Record excerpts:
►

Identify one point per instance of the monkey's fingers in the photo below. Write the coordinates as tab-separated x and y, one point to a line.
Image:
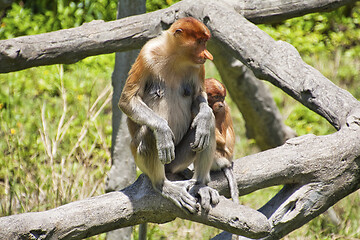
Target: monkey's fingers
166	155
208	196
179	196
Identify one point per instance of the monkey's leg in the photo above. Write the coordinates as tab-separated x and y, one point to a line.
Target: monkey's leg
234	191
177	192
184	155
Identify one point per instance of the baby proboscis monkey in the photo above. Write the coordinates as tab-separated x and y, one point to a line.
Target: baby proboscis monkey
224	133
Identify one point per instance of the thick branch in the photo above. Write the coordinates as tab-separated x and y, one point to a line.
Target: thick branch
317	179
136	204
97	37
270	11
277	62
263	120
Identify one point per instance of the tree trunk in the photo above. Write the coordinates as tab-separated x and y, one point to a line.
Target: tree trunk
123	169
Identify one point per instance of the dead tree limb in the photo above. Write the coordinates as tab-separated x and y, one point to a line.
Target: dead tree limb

◄
►

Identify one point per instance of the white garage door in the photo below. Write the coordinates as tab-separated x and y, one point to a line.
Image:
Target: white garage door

◄

The task: The answer must consist of every line above that holds the string "below", copied exactly.

Output of the task:
Identify one point per instance of the monkey's fingers in the photo below. Write the coordinates as tab-separated x and y, one point to a line.
Identify one point per instance of the white garage door in the photo below. Write the coordinates as tab-separated x and y, one point to a line.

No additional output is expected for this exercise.